* **WORK TO BE COMPLETED**: Output the full listing exactly as written, with no pictures in it.

-- -- --

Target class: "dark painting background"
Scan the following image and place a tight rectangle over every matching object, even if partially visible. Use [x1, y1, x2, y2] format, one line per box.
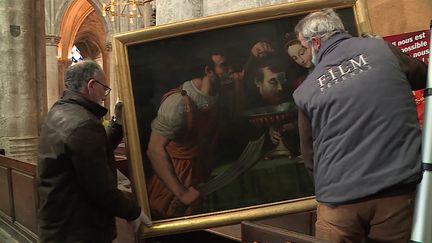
[127, 7, 358, 218]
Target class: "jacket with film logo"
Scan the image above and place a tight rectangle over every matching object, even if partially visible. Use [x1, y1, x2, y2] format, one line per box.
[293, 33, 427, 204]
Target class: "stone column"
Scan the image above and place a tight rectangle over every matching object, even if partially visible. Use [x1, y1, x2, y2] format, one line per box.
[156, 0, 203, 25]
[203, 0, 297, 17]
[117, 13, 132, 33]
[105, 42, 117, 116]
[0, 0, 45, 162]
[143, 2, 154, 27]
[45, 35, 61, 109]
[58, 58, 72, 95]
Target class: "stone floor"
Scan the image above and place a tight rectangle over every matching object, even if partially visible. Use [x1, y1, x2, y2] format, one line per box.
[0, 227, 18, 243]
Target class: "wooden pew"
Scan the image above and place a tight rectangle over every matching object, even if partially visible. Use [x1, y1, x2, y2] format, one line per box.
[0, 153, 137, 243]
[0, 155, 38, 242]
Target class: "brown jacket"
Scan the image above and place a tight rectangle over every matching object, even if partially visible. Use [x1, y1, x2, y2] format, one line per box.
[37, 91, 140, 243]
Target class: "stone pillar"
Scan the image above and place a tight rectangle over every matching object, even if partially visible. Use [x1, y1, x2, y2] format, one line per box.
[0, 0, 45, 162]
[156, 0, 203, 25]
[118, 13, 133, 33]
[57, 58, 72, 96]
[105, 42, 117, 116]
[143, 2, 154, 27]
[45, 35, 61, 109]
[203, 0, 257, 16]
[203, 0, 297, 17]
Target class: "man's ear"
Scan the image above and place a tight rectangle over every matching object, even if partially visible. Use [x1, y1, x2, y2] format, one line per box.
[83, 79, 93, 94]
[205, 65, 213, 76]
[254, 79, 261, 88]
[311, 37, 321, 50]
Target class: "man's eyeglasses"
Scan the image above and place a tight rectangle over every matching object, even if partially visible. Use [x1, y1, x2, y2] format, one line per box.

-- -- --

* **WRITTEN ANSWER**:
Target class: "dark painting background"
Scan the following image and place a tight rectangle over every matching object, even if partially visible. Use [x1, y1, x2, y2] format, one line per box.
[127, 7, 358, 218]
Target class: "jacket with film logo"
Scan the image above and place a tight rectangle over every matching object, even if partially visible. Use [x1, y1, x2, y2] format, one line per box.
[293, 33, 427, 204]
Target class: "stone column"
Scan the image above and place a tight rectangle over every matching object, even if partially visible. Use [x1, y1, x2, y2] format, one line per box.
[156, 0, 203, 25]
[203, 0, 297, 17]
[117, 13, 132, 33]
[105, 42, 117, 116]
[0, 0, 45, 162]
[143, 2, 154, 27]
[45, 35, 61, 109]
[58, 58, 72, 95]
Target class: "stone floor"
Scan the image above and place a tight rectangle over every matching object, even if partially visible. Use [x1, y1, x2, y2] format, one line per box.
[0, 227, 18, 243]
Target class: "wooden pew"
Scan the image above and place a tight rectangle over every matching object, even if partially visible. Use [x1, y1, x2, y2] format, one line per box.
[0, 153, 137, 243]
[0, 155, 38, 242]
Target class: "brown jacket"
Scan the image above and place a tight rectangle over every matching object, even if partially visible. Use [x1, y1, x2, y2] format, one line per box.
[37, 91, 140, 243]
Target class: "stone pillar"
Scan the image above and place a tight rectangle over every matching object, even if partially visible. Use [x1, y1, x2, y2] format, one line per box.
[0, 0, 45, 162]
[156, 0, 203, 25]
[118, 13, 133, 33]
[57, 58, 72, 96]
[105, 42, 117, 116]
[143, 2, 154, 27]
[45, 35, 61, 109]
[203, 0, 257, 16]
[203, 0, 297, 17]
Target class: "man's ear"
Scan the image above and place a tight rectangle over every matching object, even if partially visible. Use [x1, y1, x2, y2] format, one line per box.
[83, 79, 93, 94]
[205, 65, 213, 76]
[254, 79, 261, 88]
[311, 37, 321, 50]
Target class: "man's eyeglasses"
Scan the image above and place a tight rectangle over every matching object, even if partially visible. Use [x1, y1, x2, y2] format, one line per box.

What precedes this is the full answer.